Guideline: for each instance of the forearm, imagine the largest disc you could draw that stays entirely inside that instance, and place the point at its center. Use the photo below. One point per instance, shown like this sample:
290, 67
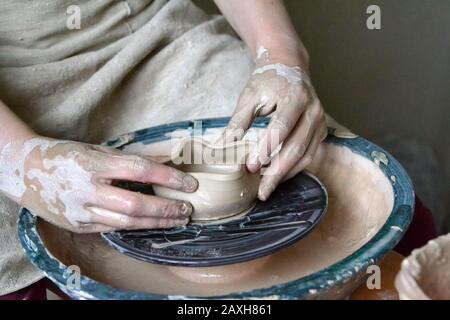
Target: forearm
266, 24
12, 128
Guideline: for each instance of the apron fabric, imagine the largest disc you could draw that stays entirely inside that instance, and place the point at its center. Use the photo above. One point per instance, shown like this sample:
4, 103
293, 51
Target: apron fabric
133, 64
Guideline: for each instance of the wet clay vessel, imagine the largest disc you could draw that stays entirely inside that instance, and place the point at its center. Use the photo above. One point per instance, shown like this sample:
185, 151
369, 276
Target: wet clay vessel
370, 206
225, 187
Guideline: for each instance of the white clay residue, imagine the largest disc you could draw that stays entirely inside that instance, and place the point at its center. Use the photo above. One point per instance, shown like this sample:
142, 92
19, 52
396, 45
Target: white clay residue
62, 182
12, 166
261, 51
292, 75
352, 219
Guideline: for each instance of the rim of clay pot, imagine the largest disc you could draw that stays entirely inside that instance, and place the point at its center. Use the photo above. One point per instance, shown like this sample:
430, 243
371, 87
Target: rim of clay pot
307, 287
235, 172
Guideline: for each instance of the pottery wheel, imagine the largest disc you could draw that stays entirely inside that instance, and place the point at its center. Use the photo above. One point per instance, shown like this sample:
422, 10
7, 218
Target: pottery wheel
292, 211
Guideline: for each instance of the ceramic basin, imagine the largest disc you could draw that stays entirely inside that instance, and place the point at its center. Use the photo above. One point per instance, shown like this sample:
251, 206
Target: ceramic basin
371, 202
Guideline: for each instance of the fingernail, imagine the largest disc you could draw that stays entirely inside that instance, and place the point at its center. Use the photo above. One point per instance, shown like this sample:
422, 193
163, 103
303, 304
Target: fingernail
253, 162
181, 223
185, 209
265, 191
190, 184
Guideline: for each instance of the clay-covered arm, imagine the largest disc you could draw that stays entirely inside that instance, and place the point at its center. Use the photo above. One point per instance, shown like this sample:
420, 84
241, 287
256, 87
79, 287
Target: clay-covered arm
71, 184
280, 86
266, 24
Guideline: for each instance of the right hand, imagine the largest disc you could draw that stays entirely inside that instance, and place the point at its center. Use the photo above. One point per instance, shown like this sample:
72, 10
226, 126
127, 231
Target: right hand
70, 184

☆ ☆ ☆ ☆ ☆ ☆ ☆

Reproduce the material above verbatim; omit every picture.

**Solution below**
Guideline: for each instance of the forearm, imagine the largest disc you could draw that stays entirely inside that instance, and place the point at its center. Use the photo below. One point per instance, shown like this sample:
290, 67
Target: forearm
266, 24
12, 128
Guideline: for each instance of the apron fabric, imagine the largest disc you could draw that stays entirely inside that instance, and place the point at its center. Use the photo above. One point per instance, shown like this sample:
4, 103
293, 51
Target: apron fabric
133, 64
Guideline: for each instance of the wet clay vessel, imagine the largest disc you could draw that stays entirely inside that instance, and place the point at its center. Use the photo above. One point per instance, shown like this sample:
185, 151
369, 276
Target: wet clay vessel
370, 206
225, 187
Guideline: for each instance of the white clay residue, imagine the largest disc you could draw that stays entirely inside that instance, and place the point at its center. Use the photo above. One point per instance, shown like this sample:
142, 92
19, 52
396, 45
Target: white clay residue
62, 182
12, 166
261, 51
292, 75
352, 219
Guideline: for each instance of the rim of clay pot, imagine the largest disc you could draw that stays entirely inside that instance, and place the point at its center. Use the photo above. One point per instance, shown like this sample:
430, 243
371, 87
Target: rim of clay pot
307, 287
235, 172
Guideline: for each instance of the pottery wheel, imagine the largest disc you could draw that stays entirely inside that instance, and place the point at its center. Use the photo above. One point per instance, shown like this sample:
422, 10
7, 218
Target: pottery wheel
292, 211
Guideline: for each instance of the ceramic basin, imagine the largest disc you could draw that stays entirely inside that instance, and place the point at its center. Use the photo above. One point per instance, shown like this sample:
251, 206
Target: ceramic basin
371, 202
Guideline: for each instance of the fingernail, imagine the largest disc you could draw that stays entirely inside that instance, and place the point at its center. Use the photo above. One point per instance, shown like this sample:
422, 193
163, 103
303, 304
Target: fingernail
253, 162
181, 223
185, 209
265, 191
190, 184
Guideline: for each instance of the clay-covered arm, imagine the largest disc you could draw that stays entirely inside that instance, and place the point at its center. Use the photo above. One point per instance, shown like this sample:
420, 84
241, 287
256, 87
79, 287
Target: clay-covered arm
71, 184
280, 86
266, 24
Guideline: for each instance of the right hand, imagine the largest disc you could draw that stays entirely inside that instance, and place the point at its center. Use the photo above. One point per instance, shown like this sample:
72, 10
226, 126
127, 231
Target: right hand
70, 184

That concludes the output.